:: What to do ::
Among the entries below, tally each line where the word "green" appears and state only the total.

(Stored data entries)
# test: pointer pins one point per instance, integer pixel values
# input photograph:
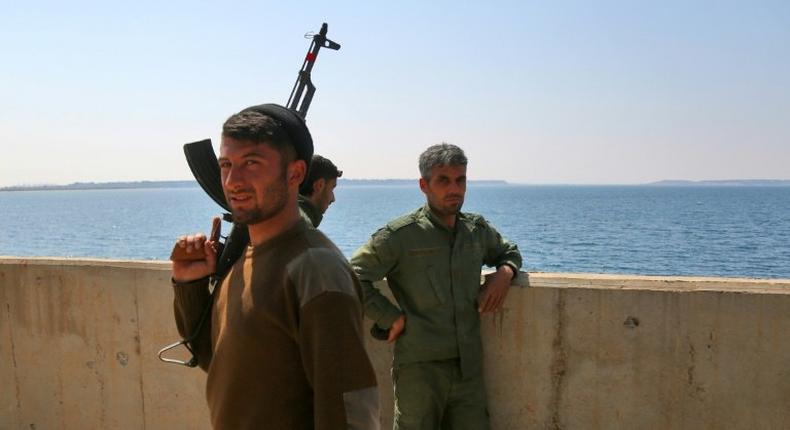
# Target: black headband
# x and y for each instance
(294, 127)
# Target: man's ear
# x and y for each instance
(318, 186)
(423, 185)
(296, 172)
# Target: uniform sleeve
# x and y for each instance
(331, 343)
(371, 262)
(500, 251)
(190, 301)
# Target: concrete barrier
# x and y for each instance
(78, 342)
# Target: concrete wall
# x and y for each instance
(78, 342)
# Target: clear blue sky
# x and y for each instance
(535, 92)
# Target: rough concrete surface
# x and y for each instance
(78, 342)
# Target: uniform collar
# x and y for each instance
(428, 213)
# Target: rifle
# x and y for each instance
(203, 163)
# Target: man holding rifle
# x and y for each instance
(283, 345)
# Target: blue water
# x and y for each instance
(717, 231)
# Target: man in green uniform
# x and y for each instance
(317, 192)
(432, 260)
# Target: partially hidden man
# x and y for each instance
(432, 260)
(317, 192)
(283, 347)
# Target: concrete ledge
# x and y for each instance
(78, 342)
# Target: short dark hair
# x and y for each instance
(259, 128)
(320, 168)
(443, 154)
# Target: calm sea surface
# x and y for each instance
(721, 231)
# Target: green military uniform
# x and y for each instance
(309, 211)
(434, 274)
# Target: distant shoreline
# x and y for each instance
(392, 182)
(194, 184)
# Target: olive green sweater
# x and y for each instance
(284, 346)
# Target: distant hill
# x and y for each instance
(727, 183)
(105, 186)
(193, 184)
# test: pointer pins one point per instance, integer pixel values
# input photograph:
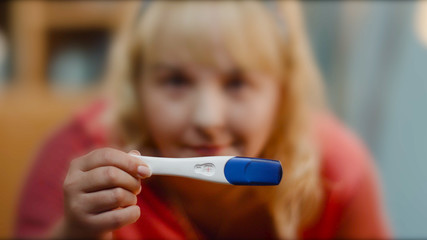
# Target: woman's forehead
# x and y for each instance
(217, 35)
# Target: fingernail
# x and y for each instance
(144, 171)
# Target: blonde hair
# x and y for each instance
(255, 38)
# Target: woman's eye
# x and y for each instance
(176, 80)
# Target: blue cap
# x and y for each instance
(253, 171)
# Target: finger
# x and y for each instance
(105, 200)
(111, 157)
(135, 152)
(109, 177)
(114, 219)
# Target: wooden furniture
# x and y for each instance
(30, 108)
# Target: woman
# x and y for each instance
(207, 78)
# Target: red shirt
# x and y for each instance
(352, 207)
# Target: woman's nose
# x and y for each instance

:: Result of the task ::
3